DATASET ROWS -
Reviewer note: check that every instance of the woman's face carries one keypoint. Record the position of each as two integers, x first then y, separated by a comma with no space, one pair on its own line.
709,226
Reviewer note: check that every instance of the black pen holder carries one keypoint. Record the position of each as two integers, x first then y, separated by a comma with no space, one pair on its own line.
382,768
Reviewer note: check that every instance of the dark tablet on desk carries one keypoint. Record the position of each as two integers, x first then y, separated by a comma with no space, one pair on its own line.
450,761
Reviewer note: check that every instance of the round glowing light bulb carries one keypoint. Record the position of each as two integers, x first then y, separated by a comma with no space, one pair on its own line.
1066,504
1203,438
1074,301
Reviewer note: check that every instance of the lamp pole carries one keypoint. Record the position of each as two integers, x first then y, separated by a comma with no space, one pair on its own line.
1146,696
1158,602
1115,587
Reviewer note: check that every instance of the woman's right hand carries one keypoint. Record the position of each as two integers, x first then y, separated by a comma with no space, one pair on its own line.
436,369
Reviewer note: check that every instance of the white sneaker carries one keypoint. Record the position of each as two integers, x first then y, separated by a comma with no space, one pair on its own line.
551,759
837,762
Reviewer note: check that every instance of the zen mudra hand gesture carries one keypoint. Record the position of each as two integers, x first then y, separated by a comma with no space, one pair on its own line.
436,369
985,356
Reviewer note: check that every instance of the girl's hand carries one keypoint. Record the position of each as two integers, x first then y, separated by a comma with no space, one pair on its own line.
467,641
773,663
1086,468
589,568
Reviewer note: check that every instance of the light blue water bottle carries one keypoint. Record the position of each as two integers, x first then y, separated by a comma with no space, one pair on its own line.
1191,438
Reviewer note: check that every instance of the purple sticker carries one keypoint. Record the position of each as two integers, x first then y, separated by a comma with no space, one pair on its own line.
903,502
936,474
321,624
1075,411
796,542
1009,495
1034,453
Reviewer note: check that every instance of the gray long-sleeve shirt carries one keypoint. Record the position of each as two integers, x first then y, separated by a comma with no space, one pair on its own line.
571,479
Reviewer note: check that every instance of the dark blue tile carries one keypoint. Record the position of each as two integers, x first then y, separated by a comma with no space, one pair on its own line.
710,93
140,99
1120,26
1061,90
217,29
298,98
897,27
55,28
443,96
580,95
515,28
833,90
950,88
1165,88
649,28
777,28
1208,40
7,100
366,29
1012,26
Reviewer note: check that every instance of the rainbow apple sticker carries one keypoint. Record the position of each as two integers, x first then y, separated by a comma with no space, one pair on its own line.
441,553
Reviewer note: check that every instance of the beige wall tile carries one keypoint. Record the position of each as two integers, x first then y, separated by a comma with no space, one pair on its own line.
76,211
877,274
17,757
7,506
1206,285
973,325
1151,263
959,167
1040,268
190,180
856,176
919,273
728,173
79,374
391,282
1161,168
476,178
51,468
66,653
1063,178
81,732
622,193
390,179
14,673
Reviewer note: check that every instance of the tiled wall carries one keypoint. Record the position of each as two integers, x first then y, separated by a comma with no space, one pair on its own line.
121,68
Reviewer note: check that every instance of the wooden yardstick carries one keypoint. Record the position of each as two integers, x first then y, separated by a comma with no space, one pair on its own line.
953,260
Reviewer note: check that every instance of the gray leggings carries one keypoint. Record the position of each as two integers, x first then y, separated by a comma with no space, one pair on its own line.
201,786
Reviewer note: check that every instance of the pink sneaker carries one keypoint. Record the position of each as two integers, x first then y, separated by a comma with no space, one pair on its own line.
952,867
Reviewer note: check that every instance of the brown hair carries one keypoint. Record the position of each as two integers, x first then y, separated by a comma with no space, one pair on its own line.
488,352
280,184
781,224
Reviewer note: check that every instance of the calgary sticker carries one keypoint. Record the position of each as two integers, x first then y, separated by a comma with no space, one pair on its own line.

WRITTEN INSTRUCTION - Switch "keypoint" to "marker" wherever it occurs in the listing above, and write out the whole listing again with nothing else changed.

FULL RESPONSE -
Reviewer note: check that every instance of the woman's face carries one marker. Record the position of each as two integers, x first then y, separated by a comma with no space, one pair on its own line.
709,226
Reviewer note: check that every instance of the black pen holder carries one marker. Record the position of each as two integers, x first then y, separated by a comma with no space, one pair on its own line.
382,768
Reviewer note: check that every instance of the dark tablet on desk carries one marker. Record the position of each as two integers, x first then y, separated by a comma with no space, one pair on its own line.
450,761
Reviewer note: check that every instance of the round glowing light bulb carries one marker. Record the position of each as two integers, x first then y, separated by a comma with no space, one pair on its own line.
1066,504
1203,438
1074,301
Reviewer note: check that every instance of the lamp pole carries one marker. Record the position of each as two integers, x first then y, separated by a comma with no space, one pair on its own line.
1146,696
1158,602
1115,587
Reviewer note: check that every instance of the woman's right hand carries one marker. Record the position of each as two integers, x first then y, separated by a comma with no space, one pair on its own line.
436,369
Reviewer note: check that every instance of the white sneaker carries one marker. Record the position of each as two integers, x first then y, separated by a comma with no space, one pair on its own line.
551,759
837,762
Reviewer note: check that every instance of the zen mudra hand gesture carries one marker. Record the position of each as two integers, x first then y, separated by a comma with no space, one pair on its own line.
436,369
985,356
Reviewer note: check that every instance of the girl's hand carries one marker. Record the position of each as two integers, x first then y, separated by a comma with no space, one pair on its own line.
467,641
773,663
1086,468
589,568
Reviewer note: check that every instance of the light blue water bottle carries one marker. Record the position of each as two integers, x first then y, separated by a comma with no space, one pair on its own line.
1191,438
Reviewer note: check that every instance of the purple sticker carries one marker. Record the position of each as two integers, x first then y, separated by a comma with no space, one pair on its own line.
903,502
936,474
321,624
1075,411
796,542
1009,495
1034,453
Reviewer note: check that every instance of the gray long-sleeve shirt carries one marker. Record the position of each as two integers, x first then y, separated by a comma with no space, one pair on its own line.
571,479
Reviewer note: check that every instance of the dark blue tile carries one marker. Record the position of each as two integers, x first then y, separated by a comma with no space, one pair on its own line.
710,93
140,99
1120,26
1061,90
217,29
298,98
897,27
55,28
443,96
580,95
515,28
833,90
950,88
1165,88
649,28
777,28
1208,40
7,100
366,29
1012,26
Reviewer note: check that every instance of the rainbow apple sticker carries one marker. Record the position of each as two integers, x first then y, separated by a comma with no space, one pair on its own line.
441,553
Reviewer note: check that every instance of the beige wall tile carries one marker. Record the position of each as two integers, x first then y, separated by a comma with no space, one pair on its own line.
76,211
877,274
17,757
7,506
1206,285
973,325
1151,263
959,167
1040,268
190,180
856,176
919,273
728,173
79,374
391,282
1161,168
476,178
51,468
66,653
1063,178
81,732
622,193
390,179
14,673
Reviewer note: check that every instance of the tiled wall carries one marker. Record the position of each as two integers, x first then y, separated by a comma with no space, one pair on its own line.
121,68
Reviewer note: check that every instance of the wooden yardstick carries one marker. Record the position of each as two integers, x first then y, separated by a comma with no space, one pair on its own line.
953,260
Reviewer note: check that every instance of the gray leggings carries one marker. Record the position of each as two integers, x first then y, separated by a comma with no space, one pair on its own line.
201,786
Reviewer note: check that every instance of the pink sneaker carries one marker. Record the position of each as two integers, x first then y, separated by a comma with no space, one pair on its own line.
952,867
Reviewer note: check that every instance of the brown hair carries one marker. Record the position of each as two integers, x first then y, separated by a comma with no space, one pair on its own line.
488,352
280,184
781,224
Reviewer note: check that every instance of the calgary sticker carries one marker. Record the position of each as two integers, x first then y, separated by a comma with no space, one pair on its own line.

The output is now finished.